>>>>>

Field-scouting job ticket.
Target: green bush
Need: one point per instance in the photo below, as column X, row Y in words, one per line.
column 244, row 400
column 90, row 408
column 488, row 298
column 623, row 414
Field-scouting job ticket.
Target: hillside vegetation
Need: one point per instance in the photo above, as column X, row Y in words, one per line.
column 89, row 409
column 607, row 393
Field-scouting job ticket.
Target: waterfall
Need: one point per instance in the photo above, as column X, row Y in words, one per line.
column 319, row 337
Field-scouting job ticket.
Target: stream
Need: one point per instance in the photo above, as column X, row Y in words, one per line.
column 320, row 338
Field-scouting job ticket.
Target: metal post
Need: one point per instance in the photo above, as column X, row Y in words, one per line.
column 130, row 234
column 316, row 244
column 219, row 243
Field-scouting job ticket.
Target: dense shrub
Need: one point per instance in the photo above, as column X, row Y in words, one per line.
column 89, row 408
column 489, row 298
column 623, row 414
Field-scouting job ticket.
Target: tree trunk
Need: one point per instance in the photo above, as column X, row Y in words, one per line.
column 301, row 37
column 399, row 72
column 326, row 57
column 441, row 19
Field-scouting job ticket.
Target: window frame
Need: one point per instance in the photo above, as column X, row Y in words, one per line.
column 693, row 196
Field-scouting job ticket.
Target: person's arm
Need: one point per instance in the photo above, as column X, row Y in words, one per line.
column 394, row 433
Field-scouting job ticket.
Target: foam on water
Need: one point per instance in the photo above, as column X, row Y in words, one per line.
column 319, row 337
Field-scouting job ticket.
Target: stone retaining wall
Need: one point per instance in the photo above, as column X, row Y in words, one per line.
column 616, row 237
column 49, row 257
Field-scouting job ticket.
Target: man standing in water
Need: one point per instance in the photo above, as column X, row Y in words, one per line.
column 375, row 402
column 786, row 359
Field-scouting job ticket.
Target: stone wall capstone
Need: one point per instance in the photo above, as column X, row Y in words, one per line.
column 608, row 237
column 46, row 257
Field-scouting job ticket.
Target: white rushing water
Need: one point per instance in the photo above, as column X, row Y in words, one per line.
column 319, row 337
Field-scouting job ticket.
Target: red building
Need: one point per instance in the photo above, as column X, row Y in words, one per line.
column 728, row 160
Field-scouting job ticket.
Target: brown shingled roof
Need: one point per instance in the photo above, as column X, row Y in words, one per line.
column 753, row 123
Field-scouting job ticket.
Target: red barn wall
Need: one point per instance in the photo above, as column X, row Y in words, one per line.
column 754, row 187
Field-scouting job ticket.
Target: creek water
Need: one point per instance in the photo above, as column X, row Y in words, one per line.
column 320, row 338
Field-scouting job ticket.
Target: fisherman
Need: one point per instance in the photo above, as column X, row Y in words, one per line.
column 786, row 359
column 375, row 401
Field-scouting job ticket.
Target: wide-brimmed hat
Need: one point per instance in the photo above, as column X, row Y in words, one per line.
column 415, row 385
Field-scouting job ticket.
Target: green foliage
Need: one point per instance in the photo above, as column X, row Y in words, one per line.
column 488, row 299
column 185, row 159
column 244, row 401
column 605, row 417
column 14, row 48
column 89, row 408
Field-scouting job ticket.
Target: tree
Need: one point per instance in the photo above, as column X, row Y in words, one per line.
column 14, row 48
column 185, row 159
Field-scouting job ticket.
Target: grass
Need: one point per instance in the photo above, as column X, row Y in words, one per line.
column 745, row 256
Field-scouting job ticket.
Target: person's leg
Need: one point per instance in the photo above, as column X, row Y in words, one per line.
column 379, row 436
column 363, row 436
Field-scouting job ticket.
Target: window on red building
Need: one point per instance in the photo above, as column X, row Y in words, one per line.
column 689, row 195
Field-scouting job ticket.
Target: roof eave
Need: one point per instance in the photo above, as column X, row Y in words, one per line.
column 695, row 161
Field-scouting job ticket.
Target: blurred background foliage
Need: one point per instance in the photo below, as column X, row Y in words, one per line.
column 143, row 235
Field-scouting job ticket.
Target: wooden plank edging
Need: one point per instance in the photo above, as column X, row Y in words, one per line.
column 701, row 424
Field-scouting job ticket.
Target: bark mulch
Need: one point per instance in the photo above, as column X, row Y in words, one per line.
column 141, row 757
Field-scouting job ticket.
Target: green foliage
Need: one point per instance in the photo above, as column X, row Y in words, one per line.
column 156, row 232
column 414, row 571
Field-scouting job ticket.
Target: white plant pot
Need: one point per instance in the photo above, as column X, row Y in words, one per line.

<<<<<

WRITTEN TASK: Rewrite the material above as a numbered list, one item per line, and leave out any blank lines.

FINAL ANSWER:
1. Field-scouting job ticket.
2. Target: green bush
3. Need: one point per instance in the photo below, as column X, row Y in words, one per line.
4. column 244, row 400
5. column 90, row 408
6. column 488, row 298
7. column 623, row 414
8. Field-scouting job ticket.
9. Target: hillside vegetation
10. Need: one point per instance in the photo above, as column X, row Y in words, one per line.
11. column 89, row 409
12. column 607, row 393
13. Field-scouting job ticket.
14. Target: waterfall
15. Need: one point per instance in the photo above, as column X, row Y in words, one per line.
16. column 319, row 337
17. Field-scouting job ticket.
18. Target: stream
19. Need: one point per instance in the photo above, as column X, row Y in words, one per line.
20. column 320, row 338
21. Field-scouting job ticket.
22. Target: metal post
23. Need: one point per instance in the photo above, as column X, row Y in words, one per line.
24. column 130, row 234
25. column 316, row 244
26. column 219, row 243
27. Field-scouting job ticket.
28. Target: dense shrub
29. Need: one point per instance in the photo above, as column X, row Y in words, one per line.
30. column 89, row 408
31. column 489, row 298
32. column 623, row 414
33. Field-scouting job ticket.
34. Target: tree trunk
35. Need: one point per instance in the photo above, as column X, row Y in words, one per line.
36. column 301, row 37
37. column 399, row 72
38. column 326, row 57
39. column 441, row 19
40. Field-scouting job ticket.
41. Target: window frame
42. Need: one point per instance in the photo above, as column X, row Y in words, one per line.
43. column 693, row 196
44. Field-scouting job ticket.
45. Target: person's arm
46. Need: one point per instance in the photo above, as column X, row Y in words, one per line.
47. column 394, row 433
48. Field-scouting job ticket.
49. Target: foam on water
50. Need: one point per instance in the photo above, as column X, row Y in words, one per line.
51. column 319, row 337
52. Field-scouting job ticket.
53. Target: stone retaining wall
54. Need: one point per instance in the photo above, as column X, row Y in words, one per line.
55. column 616, row 237
56. column 49, row 257
57. Field-scouting job ticket.
58. Target: man standing in water
59. Need: one point per instance in the photo above, as column X, row Y in words, one per line.
60. column 375, row 402
61. column 786, row 359
62. Field-scouting job ticket.
63. Target: stone wall capstone
64. Need: one point per instance in the photo above, as column X, row Y in words, one per line.
65. column 608, row 237
66. column 46, row 257
67. Field-scouting job ticket.
68. Target: white rushing water
69. Need: one point per instance in the photo above, as column X, row Y in words, one per line.
70. column 319, row 337
71. Field-scouting job ticket.
72. Target: red building
73. Need: one point per instance in the photo above, as column X, row Y in words, one per line.
74. column 728, row 160
75. Field-scouting job ticket.
76. Target: brown shingled roof
77. Need: one point per instance in the photo above, as column X, row Y in words, one per line.
78. column 753, row 123
79. Field-scouting job ticket.
80. Target: red barn wall
81. Need: one point per instance in the photo above, as column X, row Y in words, one per line.
82. column 754, row 187
83. Field-scouting job ticket.
84. Target: creek water
85. Need: one point per instance in the photo above, as column X, row Y in words, one per line.
86. column 320, row 338
87. Field-scouting job ticket.
88. Target: fisherman
89. Need: one point per instance in the photo above, as column X, row Y in words, one per line.
90. column 786, row 359
91. column 375, row 401
92. Field-scouting job ticket.
93. Target: wide-brimmed hat
94. Need: one point per instance in the photo above, as column X, row Y in words, one per line.
95. column 415, row 385
96. Field-scouting job ticket.
97. Target: green foliage
98. Need: one point per instance in the photo above, as column X, row Y in words, one per line.
99. column 488, row 299
100. column 185, row 159
101. column 244, row 401
102. column 605, row 417
103. column 14, row 48
104. column 89, row 408
105. Field-scouting job ticket.
106. Target: tree
107. Need: one point per instance in the photo above, as column X, row Y in words, one per line.
108. column 14, row 48
109. column 185, row 159
110. Field-scouting job ticket.
111. Target: grass
112. Need: one point per instance in the photo above, as column X, row Y in words, one per line.
113. column 745, row 256
114. Field-scouting job ticket.
115. Target: person's leg
116. Need: one point per instance in the photo above, as column X, row Y in words, one per line.
117. column 379, row 436
118. column 363, row 436
119. Field-scouting job ticket.
120. Target: window on red building
121. Need: one point per instance in the photo above, as column X, row Y in words, one per line.
122. column 689, row 195
123. Field-scouting job ticket.
124. Target: roof eave
125. Need: one point per instance in the photo above, as column X, row Y in words, one per line.
126. column 695, row 161
127. Field-scouting job ticket.
128. Target: blurred background foliage
129. Need: one point per instance in the photo below, as column X, row Y in words, one per line.
130. column 143, row 235
131. Field-scouting job ticket.
132. Target: wooden plank edging
133. Need: one point per instance in the photo above, as column X, row Y in words, one per line.
134. column 701, row 424
135. Field-scouting job ticket.
136. Target: bark mulch
137. Need: one point per instance in the photo above, as column X, row Y in words, one per line.
138. column 141, row 757
139. Field-scouting job ticket.
140. Target: green foliage
141. Need: one point per instance in the photo above, as column X, row Y in words, one per line.
142. column 156, row 232
143. column 414, row 571
144. Field-scouting job ticket.
145. Target: white plant pot
146. Need: one point per instance in the photo above, as column X, row Y in words, one per line.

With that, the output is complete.